__Document passage__:

Writing

Bob Costas on Writing

I just got a big shock: turned on the tube, and there’s Bob Costas in a broadcast TV commercial, declaring that “Writing is everybody’s business.” I know who’s behind this spot, and I’m glad to see some familiar names — but I’m not sure what’s going on with the intersection with the College Board (“education, business, and policy-making communities”?), and while one part of me is happy that some of our scholars are reclaiming the national public discourse on writing, another part of me asks: who’s bankrolling you, Bob Costas, and what are they after?

I’m sorry if I’m behind the curve on this: does anybody else have more info? Is this John’s hoped-for re-branding, a turf grab serving conservative (pardon my amazement at a White House press release that first shifts the blame for educational failures onto the “self-doubt” of the “uneducated” and then immediately makes multiple obvious surface-level correctness errors) and commercial standardized-testing interests, both, neither?

The Personal

So this idea’s got hold of me and I can’t leave it alone, despite (or perhaps because of) the fact that it’s unsettling my notions of where I thought the final chapters of my dissertation would go. And I think this is what I’m going to have to propose for CCCC because I can’t put it down, can’t let it go unexamined, and so I’ve been following trails of sources at the library and on the Web the past few days, a little apprehensive at where I see it going.

What got me started was Jenny Edbauer’s thoughts on the general equivalency of student essays written in the critical-pedagogical mode. The assignments required by critical pedagogues have become so common that they now show up — in all their generic characteristics — in the online term paper mills. As I tentatively concluded in my notes on Linh’s CCCC presentation, they’ve become our unmasking-hegemony equivalent of the New Critical close reading, only the object is culture rather than literature. And as Jenny points out, they’re so common that they’re easily exchanged, one for another, to the point where — as Doug Hesse suggested with his examples of the Intelligent Essay Assessor and the Essay Generator — no writing needs to be done, because it’s all been said. This is the end to which critical pedagogues have brought Paulo Freire: writing as the regurgitation of lecture, where the ultimate lesson the student takes from the teacher is this: “Do you now see how you’ve been duped by the dominant culture?” And of course the student will answer, outwardly: “Yes, teacher, I see.” And inwardly: “Yeah, sure. Whatever. Just give me the grade.” Because for all their hand-waving and hair-tearing about hegemony and ideology, many of the aging inheritors of Freire often forget that students are powerfully insightful cultural critics with a deep, thoroughgoing, and instinctive awareness of the performativity of culture, and the lessons that these inheritors of Freire would have them absorb about how meaning is constructed become so much lip-service bullshit, not worth writing about and simpler in its generic received-wisdom nature to download from cheathouse.com. Any individuated use value to the student is ignored in favor of exchange value for the grade.

__Aim__: Please reproduce everything in the blog post on writing above, from "The Personal" down to "see it going.".

__Provided records__:
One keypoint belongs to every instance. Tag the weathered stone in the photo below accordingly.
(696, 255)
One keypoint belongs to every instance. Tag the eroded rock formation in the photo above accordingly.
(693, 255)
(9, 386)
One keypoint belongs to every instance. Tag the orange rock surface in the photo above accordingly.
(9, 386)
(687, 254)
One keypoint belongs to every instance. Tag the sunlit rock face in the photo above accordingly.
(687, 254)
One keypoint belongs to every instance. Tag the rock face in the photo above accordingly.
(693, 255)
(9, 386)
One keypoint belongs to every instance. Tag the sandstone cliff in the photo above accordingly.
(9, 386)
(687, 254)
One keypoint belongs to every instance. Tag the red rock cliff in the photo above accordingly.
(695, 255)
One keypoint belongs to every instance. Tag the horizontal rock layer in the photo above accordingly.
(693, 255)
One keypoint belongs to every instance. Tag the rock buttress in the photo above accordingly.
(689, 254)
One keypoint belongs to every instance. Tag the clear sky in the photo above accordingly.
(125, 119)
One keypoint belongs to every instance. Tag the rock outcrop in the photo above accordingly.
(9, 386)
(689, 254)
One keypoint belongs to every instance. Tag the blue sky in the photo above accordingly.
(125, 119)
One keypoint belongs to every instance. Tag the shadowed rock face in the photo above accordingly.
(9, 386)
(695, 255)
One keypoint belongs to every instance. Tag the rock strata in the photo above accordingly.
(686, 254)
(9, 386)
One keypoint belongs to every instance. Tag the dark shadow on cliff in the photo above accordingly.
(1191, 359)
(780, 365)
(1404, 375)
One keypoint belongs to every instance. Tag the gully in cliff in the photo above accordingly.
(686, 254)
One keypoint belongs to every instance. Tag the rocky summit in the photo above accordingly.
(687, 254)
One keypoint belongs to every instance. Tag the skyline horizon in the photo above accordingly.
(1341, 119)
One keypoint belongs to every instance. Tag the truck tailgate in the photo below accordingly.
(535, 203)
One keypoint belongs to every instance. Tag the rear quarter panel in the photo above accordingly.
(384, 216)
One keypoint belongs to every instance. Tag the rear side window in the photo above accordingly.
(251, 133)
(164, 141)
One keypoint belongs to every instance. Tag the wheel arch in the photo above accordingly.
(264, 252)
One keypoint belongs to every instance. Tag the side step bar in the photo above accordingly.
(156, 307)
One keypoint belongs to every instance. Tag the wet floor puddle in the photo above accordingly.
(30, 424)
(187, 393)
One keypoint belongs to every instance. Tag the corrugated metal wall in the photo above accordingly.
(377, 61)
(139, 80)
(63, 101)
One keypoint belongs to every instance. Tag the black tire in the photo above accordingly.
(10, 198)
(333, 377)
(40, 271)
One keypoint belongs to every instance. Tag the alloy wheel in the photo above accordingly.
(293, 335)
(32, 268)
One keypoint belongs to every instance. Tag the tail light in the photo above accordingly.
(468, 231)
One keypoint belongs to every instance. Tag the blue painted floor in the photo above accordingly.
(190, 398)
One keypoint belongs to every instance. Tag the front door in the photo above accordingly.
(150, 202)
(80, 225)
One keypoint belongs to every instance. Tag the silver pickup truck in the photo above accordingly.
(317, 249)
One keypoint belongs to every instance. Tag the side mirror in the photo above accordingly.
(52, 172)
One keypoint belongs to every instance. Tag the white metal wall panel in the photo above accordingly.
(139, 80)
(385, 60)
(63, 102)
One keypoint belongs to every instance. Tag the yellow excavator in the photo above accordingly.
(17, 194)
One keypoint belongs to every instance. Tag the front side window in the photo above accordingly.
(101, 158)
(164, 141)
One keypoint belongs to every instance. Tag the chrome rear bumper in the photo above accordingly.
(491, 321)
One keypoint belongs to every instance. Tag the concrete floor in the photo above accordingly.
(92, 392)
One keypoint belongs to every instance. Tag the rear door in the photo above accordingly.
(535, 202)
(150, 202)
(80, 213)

__Exercise answer__:
The Personal

So this idea’s got hold of me and I can’t leave it alone, despite (or perhaps because of) the fact that it’s unsettling my notions of where I thought the final chapters of my dissertation would go. And I think this is what I’m going to have to propose for CCCC because I can’t put it down, can’t let it go unexamined, and so I’ve been following trails of sources at the library and on the Web the past few days, a little apprehensive at where I see it going.